BEGIN
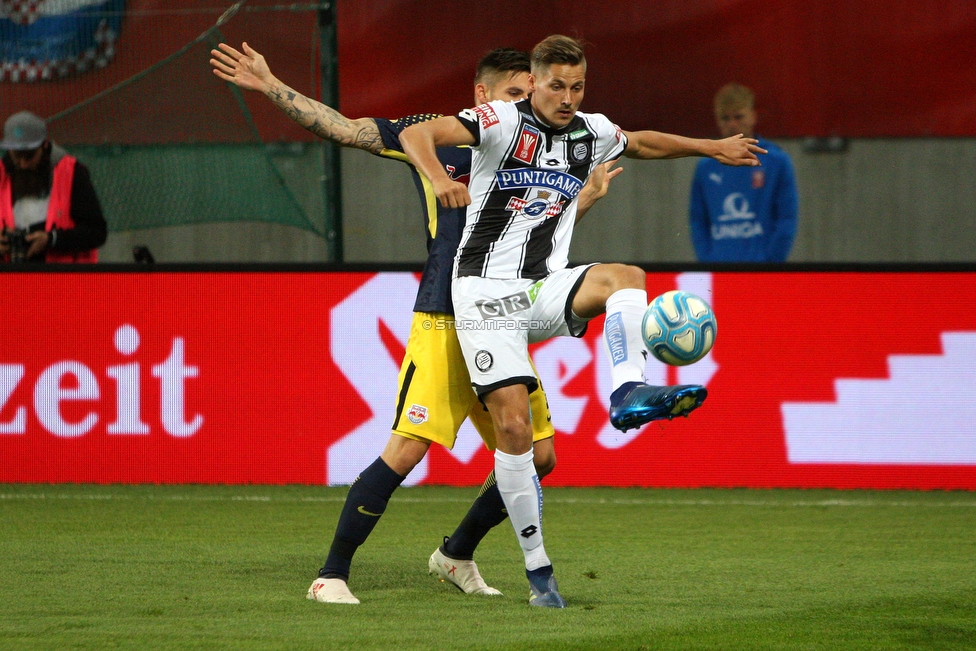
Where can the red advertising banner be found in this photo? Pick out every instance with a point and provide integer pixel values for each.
(817, 379)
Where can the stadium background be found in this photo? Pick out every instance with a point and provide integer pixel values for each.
(884, 148)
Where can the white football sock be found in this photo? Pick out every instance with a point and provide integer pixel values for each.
(519, 485)
(622, 338)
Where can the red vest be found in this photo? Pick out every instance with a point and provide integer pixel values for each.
(58, 208)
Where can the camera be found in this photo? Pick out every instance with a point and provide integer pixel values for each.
(18, 244)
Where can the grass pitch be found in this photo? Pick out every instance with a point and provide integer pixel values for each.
(193, 567)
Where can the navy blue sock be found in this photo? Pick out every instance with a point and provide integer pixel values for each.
(487, 512)
(365, 503)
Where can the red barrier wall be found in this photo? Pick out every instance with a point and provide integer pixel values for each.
(816, 379)
(834, 67)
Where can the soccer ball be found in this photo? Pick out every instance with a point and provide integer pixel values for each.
(678, 328)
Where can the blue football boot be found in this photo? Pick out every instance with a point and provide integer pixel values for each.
(635, 403)
(544, 592)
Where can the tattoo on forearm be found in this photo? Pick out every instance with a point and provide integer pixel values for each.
(326, 122)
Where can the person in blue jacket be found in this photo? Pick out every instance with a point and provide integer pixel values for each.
(743, 214)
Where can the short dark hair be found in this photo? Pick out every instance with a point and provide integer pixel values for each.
(501, 60)
(557, 49)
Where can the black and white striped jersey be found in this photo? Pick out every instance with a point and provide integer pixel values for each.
(525, 177)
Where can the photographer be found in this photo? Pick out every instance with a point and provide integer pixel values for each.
(48, 208)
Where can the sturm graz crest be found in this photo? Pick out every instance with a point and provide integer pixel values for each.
(483, 360)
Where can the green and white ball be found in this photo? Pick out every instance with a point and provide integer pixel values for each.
(679, 328)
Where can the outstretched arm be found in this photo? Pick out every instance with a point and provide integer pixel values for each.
(249, 70)
(736, 150)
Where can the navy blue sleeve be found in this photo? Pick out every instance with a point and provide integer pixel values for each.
(786, 208)
(701, 237)
(390, 130)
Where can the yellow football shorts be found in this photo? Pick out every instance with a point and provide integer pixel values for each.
(434, 393)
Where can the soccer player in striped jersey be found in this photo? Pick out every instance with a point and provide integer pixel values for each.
(434, 386)
(512, 285)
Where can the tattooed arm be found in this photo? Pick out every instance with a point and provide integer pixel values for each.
(250, 71)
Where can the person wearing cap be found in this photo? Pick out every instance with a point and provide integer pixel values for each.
(47, 194)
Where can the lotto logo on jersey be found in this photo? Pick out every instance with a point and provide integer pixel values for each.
(487, 115)
(535, 208)
(527, 143)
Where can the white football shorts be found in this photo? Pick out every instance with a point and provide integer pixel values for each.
(496, 320)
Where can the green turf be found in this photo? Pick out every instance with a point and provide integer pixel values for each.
(192, 567)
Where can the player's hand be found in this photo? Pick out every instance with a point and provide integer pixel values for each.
(246, 69)
(451, 194)
(739, 150)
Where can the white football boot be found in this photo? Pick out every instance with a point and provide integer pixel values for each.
(463, 575)
(331, 591)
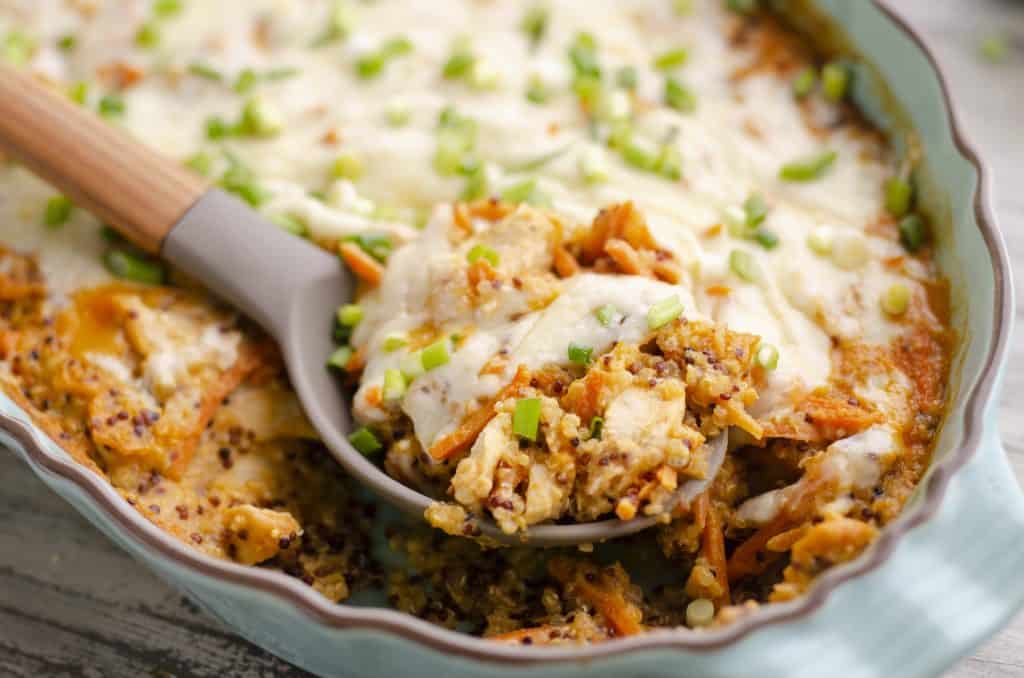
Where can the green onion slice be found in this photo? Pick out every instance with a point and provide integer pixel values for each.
(394, 385)
(743, 265)
(580, 354)
(130, 266)
(899, 195)
(483, 252)
(665, 311)
(435, 354)
(808, 169)
(350, 314)
(57, 211)
(526, 418)
(365, 441)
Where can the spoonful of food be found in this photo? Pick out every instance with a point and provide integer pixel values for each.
(284, 283)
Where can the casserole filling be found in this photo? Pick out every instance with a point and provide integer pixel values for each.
(590, 238)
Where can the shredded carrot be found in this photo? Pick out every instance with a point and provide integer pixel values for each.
(364, 265)
(718, 291)
(713, 549)
(471, 426)
(750, 557)
(623, 617)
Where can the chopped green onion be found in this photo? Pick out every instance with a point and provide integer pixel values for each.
(394, 385)
(583, 54)
(767, 356)
(166, 8)
(258, 120)
(394, 341)
(912, 232)
(899, 195)
(200, 163)
(665, 311)
(290, 224)
(57, 211)
(379, 247)
(206, 72)
(627, 77)
(535, 25)
(435, 354)
(835, 81)
(766, 239)
(412, 365)
(580, 354)
(593, 167)
(820, 241)
(994, 48)
(340, 357)
(79, 92)
(743, 265)
(804, 83)
(896, 299)
(348, 167)
(679, 96)
(350, 314)
(339, 24)
(808, 169)
(17, 48)
(483, 252)
(639, 157)
(132, 267)
(147, 36)
(365, 441)
(699, 612)
(606, 314)
(672, 58)
(112, 106)
(240, 180)
(588, 89)
(756, 210)
(526, 418)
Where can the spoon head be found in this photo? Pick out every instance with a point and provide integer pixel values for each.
(292, 288)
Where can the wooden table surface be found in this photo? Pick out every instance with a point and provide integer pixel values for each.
(73, 604)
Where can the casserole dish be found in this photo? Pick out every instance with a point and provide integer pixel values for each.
(978, 271)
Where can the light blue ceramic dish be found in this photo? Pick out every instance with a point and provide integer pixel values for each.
(938, 582)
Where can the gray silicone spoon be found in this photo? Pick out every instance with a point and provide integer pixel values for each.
(284, 283)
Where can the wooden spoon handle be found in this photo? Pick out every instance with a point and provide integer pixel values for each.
(138, 192)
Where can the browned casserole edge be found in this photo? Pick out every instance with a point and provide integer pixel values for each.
(342, 617)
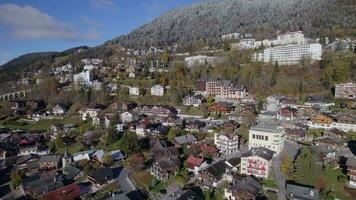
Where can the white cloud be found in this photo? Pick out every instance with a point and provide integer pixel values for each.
(104, 4)
(91, 22)
(27, 22)
(4, 56)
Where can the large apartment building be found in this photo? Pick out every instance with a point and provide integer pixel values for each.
(223, 89)
(345, 91)
(257, 162)
(268, 135)
(289, 54)
(227, 143)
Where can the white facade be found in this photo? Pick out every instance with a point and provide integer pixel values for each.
(227, 144)
(83, 78)
(200, 59)
(127, 117)
(231, 36)
(270, 136)
(345, 91)
(134, 91)
(157, 90)
(291, 38)
(255, 165)
(290, 54)
(341, 126)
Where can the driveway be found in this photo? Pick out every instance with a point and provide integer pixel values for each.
(123, 179)
(280, 180)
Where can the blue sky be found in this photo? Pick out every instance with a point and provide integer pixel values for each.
(55, 25)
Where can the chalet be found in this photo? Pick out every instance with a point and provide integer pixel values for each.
(156, 110)
(40, 184)
(208, 151)
(257, 161)
(59, 109)
(48, 162)
(68, 192)
(335, 133)
(171, 120)
(83, 155)
(296, 192)
(195, 164)
(247, 188)
(214, 175)
(297, 135)
(194, 101)
(166, 160)
(184, 140)
(101, 176)
(194, 126)
(330, 142)
(128, 105)
(221, 108)
(227, 142)
(287, 113)
(351, 172)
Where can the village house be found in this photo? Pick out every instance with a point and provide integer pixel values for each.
(127, 117)
(195, 164)
(134, 91)
(166, 160)
(155, 110)
(228, 143)
(194, 101)
(296, 192)
(351, 172)
(71, 191)
(257, 161)
(287, 113)
(91, 111)
(215, 174)
(208, 151)
(157, 90)
(268, 135)
(345, 91)
(101, 176)
(184, 140)
(59, 109)
(322, 121)
(221, 108)
(247, 188)
(51, 161)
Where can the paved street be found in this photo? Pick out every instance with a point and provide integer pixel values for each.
(280, 180)
(124, 181)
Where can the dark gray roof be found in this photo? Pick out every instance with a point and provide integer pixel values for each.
(351, 162)
(70, 172)
(248, 184)
(301, 192)
(217, 169)
(261, 152)
(102, 175)
(50, 158)
(185, 139)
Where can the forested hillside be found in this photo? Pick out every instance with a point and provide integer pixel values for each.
(210, 19)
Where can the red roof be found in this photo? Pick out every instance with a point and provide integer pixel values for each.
(208, 149)
(69, 192)
(191, 160)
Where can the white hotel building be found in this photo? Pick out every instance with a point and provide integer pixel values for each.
(290, 54)
(268, 135)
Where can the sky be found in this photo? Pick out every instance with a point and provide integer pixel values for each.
(55, 25)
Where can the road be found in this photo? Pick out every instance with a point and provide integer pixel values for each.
(124, 181)
(280, 180)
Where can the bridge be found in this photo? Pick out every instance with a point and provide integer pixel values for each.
(14, 95)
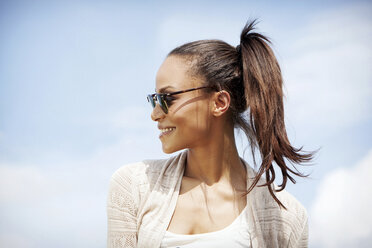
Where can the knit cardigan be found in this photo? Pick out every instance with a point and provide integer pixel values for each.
(142, 198)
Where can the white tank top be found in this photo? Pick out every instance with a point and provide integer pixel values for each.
(233, 236)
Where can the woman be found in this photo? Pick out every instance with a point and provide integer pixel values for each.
(207, 196)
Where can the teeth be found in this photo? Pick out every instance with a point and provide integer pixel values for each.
(167, 129)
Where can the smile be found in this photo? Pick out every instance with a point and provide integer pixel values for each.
(166, 131)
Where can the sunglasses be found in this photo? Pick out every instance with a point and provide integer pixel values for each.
(165, 99)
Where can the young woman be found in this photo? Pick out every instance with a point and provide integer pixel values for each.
(207, 196)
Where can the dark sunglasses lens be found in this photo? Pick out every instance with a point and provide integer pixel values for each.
(162, 103)
(150, 99)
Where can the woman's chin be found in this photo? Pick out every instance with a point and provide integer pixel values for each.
(170, 149)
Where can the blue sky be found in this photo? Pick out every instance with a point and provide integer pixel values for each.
(73, 81)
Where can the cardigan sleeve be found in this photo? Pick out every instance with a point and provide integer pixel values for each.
(122, 208)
END
--- WHAT TO DO ---
Only the lines from the one containing "Where can the teeth" through the end of the entries above belong in the answer; repeat them exactly.

--- RESULT ---
Where can the teeth be found in this photo? Pick out every instance with a point and provide integer pixel values for each.
(167, 129)
Where can the smile be found in this photo? Pick out every instance with a point and provide integer pixel values for each.
(166, 131)
Where can the sunglasses be found in this photo? Pick out every instance with a point and provide integer pixel values for each.
(165, 99)
Where can the young woman be found in this photo? Pick out every instance with a point and provide integer pixel values for each.
(207, 196)
Where can the dark sunglasses lens be found in this photo? Pick out every instance with a point and provide integer pixel values for each.
(162, 103)
(150, 99)
Where can the woman's chin be found in this photo? Pick out every instance with a point and provide integer pixel values for each.
(170, 149)
Where can the blue sky be found in this photo? Pick out every instance with a point and provide integer pixel values for each.
(73, 81)
Where can the cardigan sleeve be found in this photo? Pick out every instance with a point and provide integer pixel values for each.
(122, 208)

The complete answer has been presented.